#### AIM OF THE EXERCISE
Keep writing the article on Kickstarter publishing projects, starting right after its last sentence.

***** SOURCE EXTRACT

Kickstarter: A Path to Success or Failure?
Everyone who heard that marketing guru Seth Godin brought in $287,342 for his Kickstarter project asked themselves, “Could I do that?” And the answer they heard in their heads was, “Yeah … maybe”.
I analyzed twenty publishing projects that launched in 2012 to determine what made projects succeed or fail to answer the question in my head: Would it be advisable to launch one for my book?
This is what I learned:
Yes. Anyone can run a successful Kickstarter project.
As in, it’s possible.
There’s a lot of hard work, a little luck, and a lot more hard work involved. Mostly, it’s hard work that makes a success. As of this writing, Kickstarter has 27,988 successfully funded projects–and 35,608 not-so-much. Many of the not-so-much projects put in a lot of hard work.
First let me define what constitutes a success. I do not consider Seth Godin’s project a model for success. Yes, he got people to give him $287,342. That is a success. But not as an example for you and me. Unless you have a tribe numbering in the hundreds of thousands, you will likely not have that kind of response. Let’s look elsewhere.
Who constitutes a success you and I might emulate? Jordan Stratford. His project Wollstonecraft is a middle-grade book featuring two tweenage nineteenth century women before they became famous, Mary Shelley and Ada Lovelace. He dug into his contact list to find and nurture press contacts. Those contacts led to an article on a science-fiction blog. Which led to recognition of his science angle on CNet. Then Wired magazine picked it up. And, in the end, Kickstarter chose it for their newsletter. The modest Mr. Stratford would tell you the last two were luck. But that kind of luck is the result of his hard work.

**********
***** EXCERPTED RECORDS

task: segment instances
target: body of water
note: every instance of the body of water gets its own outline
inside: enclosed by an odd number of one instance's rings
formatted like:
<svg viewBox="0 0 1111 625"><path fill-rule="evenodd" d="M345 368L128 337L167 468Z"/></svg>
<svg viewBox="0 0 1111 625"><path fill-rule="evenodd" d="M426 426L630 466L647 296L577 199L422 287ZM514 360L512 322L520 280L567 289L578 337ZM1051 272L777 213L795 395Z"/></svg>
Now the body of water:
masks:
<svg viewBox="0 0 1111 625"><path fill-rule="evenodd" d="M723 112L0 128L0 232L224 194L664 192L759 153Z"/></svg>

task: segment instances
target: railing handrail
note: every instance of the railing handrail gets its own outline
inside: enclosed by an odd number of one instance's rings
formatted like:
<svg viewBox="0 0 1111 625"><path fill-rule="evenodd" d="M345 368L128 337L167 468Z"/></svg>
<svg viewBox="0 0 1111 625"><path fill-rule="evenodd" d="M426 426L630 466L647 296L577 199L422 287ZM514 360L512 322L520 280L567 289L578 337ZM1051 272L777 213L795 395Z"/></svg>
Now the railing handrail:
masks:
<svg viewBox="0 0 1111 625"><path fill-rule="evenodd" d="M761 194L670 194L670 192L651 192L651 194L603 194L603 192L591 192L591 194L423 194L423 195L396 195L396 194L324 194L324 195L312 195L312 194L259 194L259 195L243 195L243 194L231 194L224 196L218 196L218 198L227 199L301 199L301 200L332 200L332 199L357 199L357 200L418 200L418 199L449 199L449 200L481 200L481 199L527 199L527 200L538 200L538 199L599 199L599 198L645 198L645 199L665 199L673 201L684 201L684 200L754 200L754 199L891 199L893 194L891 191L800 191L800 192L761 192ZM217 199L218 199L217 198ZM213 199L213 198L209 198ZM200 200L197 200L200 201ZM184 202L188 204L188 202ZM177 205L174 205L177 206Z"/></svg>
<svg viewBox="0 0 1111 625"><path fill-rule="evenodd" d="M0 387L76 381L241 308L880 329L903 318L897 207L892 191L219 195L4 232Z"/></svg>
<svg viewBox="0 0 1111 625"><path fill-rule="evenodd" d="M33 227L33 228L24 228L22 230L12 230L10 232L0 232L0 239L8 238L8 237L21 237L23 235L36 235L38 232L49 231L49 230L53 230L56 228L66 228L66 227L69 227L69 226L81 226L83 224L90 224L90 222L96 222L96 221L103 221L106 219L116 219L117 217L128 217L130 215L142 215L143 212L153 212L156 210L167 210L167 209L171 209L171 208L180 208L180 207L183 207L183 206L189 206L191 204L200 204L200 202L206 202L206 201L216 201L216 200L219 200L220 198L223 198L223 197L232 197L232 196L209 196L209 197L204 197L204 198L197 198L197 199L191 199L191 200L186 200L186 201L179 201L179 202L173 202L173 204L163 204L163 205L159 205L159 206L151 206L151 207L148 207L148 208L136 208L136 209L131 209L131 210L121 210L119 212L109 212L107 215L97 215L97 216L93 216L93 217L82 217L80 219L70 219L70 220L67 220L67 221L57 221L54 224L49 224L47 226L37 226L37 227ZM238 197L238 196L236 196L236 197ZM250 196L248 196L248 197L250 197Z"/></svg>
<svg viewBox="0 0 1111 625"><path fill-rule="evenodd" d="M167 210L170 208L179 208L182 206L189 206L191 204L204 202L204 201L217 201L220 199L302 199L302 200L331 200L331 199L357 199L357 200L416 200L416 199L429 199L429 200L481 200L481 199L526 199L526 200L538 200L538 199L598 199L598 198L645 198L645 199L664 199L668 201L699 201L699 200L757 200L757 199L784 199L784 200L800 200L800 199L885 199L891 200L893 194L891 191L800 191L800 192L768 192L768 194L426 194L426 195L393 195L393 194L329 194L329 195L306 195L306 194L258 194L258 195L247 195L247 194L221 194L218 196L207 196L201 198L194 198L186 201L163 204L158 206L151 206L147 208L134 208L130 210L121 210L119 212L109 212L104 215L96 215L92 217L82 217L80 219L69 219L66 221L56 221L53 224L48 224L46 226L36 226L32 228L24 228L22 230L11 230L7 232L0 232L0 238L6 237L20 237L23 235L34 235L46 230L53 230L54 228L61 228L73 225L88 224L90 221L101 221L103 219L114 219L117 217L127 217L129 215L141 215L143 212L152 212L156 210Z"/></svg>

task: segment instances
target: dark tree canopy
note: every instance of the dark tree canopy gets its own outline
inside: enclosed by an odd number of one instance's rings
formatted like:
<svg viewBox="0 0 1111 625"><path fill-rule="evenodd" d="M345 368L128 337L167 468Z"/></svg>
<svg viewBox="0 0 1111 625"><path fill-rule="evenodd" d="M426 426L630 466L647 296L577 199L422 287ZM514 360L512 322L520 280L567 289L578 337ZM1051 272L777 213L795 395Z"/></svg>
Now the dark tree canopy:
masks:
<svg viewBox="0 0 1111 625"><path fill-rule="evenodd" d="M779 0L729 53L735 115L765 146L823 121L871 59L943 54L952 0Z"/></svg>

**********
***** EXCERPTED RECORDS

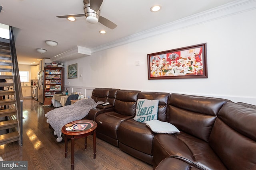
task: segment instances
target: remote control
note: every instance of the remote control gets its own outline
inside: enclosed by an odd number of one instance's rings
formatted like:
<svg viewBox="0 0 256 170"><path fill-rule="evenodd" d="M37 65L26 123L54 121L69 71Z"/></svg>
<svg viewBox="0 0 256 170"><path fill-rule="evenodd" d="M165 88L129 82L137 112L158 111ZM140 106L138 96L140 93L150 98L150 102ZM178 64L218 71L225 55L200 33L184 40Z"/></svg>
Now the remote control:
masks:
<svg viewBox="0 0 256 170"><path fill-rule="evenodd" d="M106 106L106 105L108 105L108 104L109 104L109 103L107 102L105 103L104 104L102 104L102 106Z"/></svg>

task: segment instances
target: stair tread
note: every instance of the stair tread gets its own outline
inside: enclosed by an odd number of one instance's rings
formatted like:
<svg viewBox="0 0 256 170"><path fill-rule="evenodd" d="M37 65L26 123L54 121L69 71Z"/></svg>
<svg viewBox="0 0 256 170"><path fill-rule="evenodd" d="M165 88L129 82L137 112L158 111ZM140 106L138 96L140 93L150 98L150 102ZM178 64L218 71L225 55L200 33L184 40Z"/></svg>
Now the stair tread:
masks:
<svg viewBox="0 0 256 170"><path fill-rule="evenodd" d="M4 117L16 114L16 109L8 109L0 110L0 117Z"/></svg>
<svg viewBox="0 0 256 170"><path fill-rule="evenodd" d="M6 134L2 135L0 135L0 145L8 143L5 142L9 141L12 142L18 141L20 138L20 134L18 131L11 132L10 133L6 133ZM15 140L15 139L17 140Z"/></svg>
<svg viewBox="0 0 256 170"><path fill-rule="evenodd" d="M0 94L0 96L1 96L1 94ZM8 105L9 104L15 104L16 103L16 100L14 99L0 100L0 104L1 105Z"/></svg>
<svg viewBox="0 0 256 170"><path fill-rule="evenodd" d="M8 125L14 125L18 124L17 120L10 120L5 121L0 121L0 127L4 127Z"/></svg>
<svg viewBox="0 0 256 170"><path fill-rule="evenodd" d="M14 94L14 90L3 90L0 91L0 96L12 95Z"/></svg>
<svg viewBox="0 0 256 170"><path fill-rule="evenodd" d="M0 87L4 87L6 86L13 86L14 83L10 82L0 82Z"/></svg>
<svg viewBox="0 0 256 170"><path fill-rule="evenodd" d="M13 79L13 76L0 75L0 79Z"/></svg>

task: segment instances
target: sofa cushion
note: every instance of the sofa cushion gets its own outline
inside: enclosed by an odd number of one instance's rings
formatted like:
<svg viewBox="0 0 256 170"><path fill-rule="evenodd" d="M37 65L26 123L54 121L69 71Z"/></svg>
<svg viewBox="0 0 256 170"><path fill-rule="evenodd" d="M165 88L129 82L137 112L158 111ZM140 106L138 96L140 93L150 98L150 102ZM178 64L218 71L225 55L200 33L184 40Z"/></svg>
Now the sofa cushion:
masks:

**********
***** EXCERPTED RECORDS

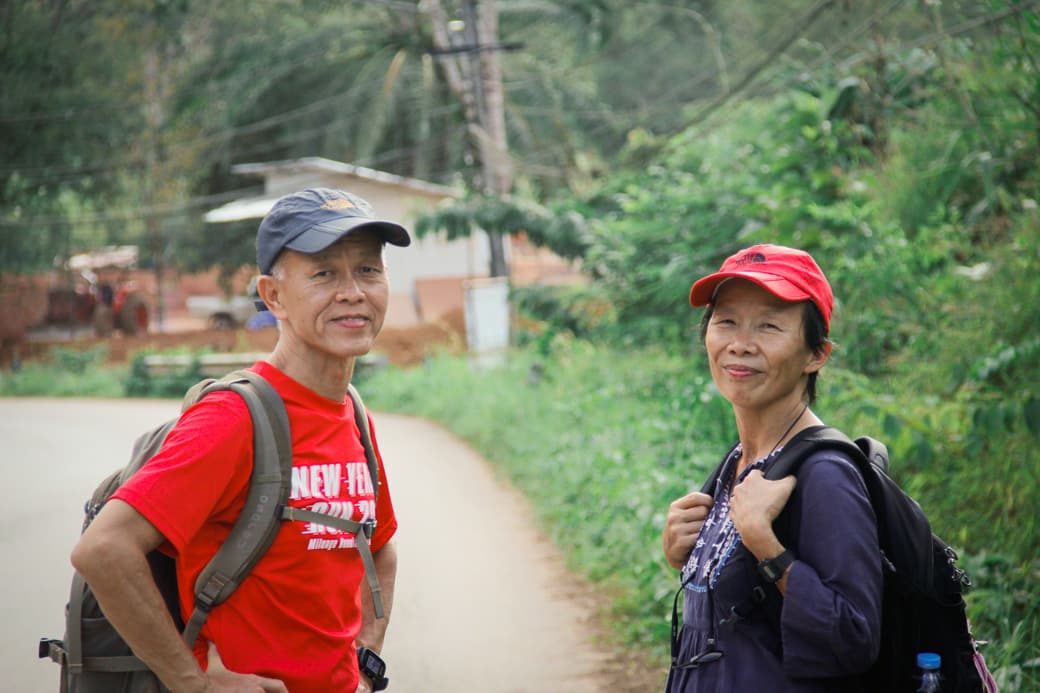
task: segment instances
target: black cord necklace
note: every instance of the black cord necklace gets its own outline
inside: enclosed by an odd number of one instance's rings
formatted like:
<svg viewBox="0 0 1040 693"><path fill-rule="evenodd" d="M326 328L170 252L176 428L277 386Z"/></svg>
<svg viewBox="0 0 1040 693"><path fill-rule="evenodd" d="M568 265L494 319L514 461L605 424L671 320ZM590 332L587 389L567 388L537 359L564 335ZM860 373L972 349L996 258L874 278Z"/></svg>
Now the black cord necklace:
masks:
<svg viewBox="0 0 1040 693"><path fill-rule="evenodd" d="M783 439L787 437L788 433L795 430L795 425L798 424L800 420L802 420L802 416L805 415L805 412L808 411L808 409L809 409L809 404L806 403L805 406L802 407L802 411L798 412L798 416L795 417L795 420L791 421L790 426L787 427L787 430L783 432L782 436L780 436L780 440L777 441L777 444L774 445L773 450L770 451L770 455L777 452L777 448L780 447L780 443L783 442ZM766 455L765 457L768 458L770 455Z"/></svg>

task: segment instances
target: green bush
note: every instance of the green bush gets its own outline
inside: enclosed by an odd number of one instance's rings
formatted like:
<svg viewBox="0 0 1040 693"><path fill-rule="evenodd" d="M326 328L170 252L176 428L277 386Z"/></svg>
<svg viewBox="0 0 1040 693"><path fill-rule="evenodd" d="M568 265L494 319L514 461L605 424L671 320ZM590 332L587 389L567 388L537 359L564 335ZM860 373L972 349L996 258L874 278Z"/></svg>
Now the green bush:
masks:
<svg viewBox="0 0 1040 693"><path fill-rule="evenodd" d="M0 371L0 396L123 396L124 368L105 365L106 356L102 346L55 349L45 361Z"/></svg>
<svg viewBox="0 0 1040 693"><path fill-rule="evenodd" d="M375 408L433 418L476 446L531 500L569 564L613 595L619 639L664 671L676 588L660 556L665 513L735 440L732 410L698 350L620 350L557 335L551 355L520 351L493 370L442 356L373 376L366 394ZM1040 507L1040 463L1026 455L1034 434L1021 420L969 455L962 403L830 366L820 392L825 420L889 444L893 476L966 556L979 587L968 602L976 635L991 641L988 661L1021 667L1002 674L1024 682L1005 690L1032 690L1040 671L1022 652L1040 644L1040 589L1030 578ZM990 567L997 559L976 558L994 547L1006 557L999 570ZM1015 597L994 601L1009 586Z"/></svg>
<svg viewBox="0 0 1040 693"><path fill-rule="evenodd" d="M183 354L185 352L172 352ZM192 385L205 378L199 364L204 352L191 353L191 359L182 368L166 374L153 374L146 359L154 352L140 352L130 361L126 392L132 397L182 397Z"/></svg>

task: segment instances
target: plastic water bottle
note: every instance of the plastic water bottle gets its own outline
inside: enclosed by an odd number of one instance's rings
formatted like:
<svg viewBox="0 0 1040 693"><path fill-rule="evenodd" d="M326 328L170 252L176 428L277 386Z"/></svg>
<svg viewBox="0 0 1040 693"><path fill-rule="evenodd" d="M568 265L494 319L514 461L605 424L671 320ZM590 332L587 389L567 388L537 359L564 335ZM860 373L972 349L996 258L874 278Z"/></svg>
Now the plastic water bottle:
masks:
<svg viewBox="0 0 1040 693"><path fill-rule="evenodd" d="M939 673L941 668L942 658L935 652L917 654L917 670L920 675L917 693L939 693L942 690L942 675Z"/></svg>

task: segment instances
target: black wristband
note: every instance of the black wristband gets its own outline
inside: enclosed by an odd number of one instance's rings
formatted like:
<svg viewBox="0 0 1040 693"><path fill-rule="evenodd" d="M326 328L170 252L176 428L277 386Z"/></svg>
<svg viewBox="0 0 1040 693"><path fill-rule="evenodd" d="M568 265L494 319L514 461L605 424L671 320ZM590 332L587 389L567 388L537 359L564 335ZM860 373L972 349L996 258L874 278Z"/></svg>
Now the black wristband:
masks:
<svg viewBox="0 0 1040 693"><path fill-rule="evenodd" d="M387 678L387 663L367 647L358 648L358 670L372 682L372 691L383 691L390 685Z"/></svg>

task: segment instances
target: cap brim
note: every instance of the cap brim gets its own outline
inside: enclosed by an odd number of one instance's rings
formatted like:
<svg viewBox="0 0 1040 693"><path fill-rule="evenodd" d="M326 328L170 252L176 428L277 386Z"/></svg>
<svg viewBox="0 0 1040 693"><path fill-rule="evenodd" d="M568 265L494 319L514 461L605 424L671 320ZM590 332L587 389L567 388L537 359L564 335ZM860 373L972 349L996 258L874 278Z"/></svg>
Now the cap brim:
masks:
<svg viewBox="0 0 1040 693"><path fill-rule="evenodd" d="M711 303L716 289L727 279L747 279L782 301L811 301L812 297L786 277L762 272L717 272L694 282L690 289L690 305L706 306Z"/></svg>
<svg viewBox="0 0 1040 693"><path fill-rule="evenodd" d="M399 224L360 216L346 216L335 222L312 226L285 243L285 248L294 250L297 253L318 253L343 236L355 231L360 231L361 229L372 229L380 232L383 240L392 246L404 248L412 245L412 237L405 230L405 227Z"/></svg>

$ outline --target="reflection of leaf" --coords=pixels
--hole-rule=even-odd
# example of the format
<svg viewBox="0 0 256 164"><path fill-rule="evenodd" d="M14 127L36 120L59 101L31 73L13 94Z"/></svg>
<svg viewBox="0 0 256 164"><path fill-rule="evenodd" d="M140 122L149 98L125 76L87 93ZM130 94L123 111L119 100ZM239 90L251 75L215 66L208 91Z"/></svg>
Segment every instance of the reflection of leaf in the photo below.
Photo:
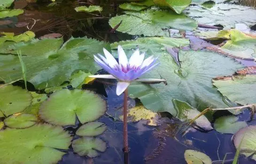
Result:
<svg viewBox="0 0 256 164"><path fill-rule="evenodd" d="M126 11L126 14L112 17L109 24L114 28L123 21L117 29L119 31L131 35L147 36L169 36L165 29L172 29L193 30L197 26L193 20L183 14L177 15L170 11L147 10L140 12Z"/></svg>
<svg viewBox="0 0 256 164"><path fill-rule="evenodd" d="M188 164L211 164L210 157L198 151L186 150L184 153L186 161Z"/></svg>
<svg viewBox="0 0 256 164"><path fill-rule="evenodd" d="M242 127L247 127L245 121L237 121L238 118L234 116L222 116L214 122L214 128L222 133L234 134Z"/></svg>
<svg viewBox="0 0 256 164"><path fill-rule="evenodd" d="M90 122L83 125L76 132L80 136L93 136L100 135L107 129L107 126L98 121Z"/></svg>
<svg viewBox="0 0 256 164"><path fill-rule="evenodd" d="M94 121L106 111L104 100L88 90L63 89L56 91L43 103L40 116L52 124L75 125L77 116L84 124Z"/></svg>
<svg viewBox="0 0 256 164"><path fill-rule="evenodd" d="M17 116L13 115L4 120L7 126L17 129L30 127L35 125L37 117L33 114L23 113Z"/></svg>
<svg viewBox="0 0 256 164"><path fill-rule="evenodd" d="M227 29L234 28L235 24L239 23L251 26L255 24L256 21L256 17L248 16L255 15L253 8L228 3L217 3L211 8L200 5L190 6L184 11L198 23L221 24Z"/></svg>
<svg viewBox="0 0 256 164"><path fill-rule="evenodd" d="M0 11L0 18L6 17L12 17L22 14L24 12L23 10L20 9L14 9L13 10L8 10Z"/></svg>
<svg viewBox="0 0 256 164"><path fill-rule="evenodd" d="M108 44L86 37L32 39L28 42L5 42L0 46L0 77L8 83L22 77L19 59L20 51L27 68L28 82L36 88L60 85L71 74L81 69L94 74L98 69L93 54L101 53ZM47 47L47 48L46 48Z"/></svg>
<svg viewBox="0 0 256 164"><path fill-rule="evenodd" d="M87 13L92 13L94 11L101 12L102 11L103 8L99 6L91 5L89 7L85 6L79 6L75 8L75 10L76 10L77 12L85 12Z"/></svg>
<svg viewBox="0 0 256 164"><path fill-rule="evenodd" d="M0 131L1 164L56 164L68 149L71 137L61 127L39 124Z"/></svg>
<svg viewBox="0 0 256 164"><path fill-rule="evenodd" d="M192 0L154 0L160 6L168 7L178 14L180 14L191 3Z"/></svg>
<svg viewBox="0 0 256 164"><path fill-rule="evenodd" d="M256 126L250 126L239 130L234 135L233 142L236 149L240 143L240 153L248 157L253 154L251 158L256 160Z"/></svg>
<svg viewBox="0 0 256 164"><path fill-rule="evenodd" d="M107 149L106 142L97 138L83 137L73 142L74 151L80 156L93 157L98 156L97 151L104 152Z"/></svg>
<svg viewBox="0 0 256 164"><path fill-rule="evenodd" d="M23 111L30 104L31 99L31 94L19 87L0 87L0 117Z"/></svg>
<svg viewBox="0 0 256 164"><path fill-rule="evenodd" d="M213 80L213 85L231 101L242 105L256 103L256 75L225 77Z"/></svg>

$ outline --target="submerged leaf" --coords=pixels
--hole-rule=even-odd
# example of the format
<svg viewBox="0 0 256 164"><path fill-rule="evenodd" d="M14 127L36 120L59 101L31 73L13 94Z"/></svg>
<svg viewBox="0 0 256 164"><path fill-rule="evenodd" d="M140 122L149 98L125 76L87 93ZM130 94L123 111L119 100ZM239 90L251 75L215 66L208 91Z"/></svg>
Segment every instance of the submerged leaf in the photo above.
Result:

**********

#### OUTPUT OF THE EXERCISE
Another example (there are many) is Chris Johnson who set his goal realistically high at $95,000 and nailed it. His project, A Better Life, brings Atheism out of the closet by citing and photographing 100 prominent Atheists. His contact list was almost identical in number to his eventual number of backers. Since we never get 100% of our friends to do anything, we know he worked to fill the gaps. Chris Johnson made a plan and executed it.
What were the primary keys to Mr. Johnson’s and Mr. Stratford’s successes? Passion. Realism. Sincerity. Modesty. Confidence. Honesty. None of the successful projects I studied were pleas for money. In fact, they rarely mentioned the money or how it would be used. (Which brings up the topic of Kickstarter’s fiduciary responsibilities–but let’s shelve that one for another day.) Successful Kickstarters exude passion. In Mr. Stratford’s case, a passion for making math and science fascinating for middle schoolers. In Mr. Johnson’s case, a passion for making Atheism more acceptable.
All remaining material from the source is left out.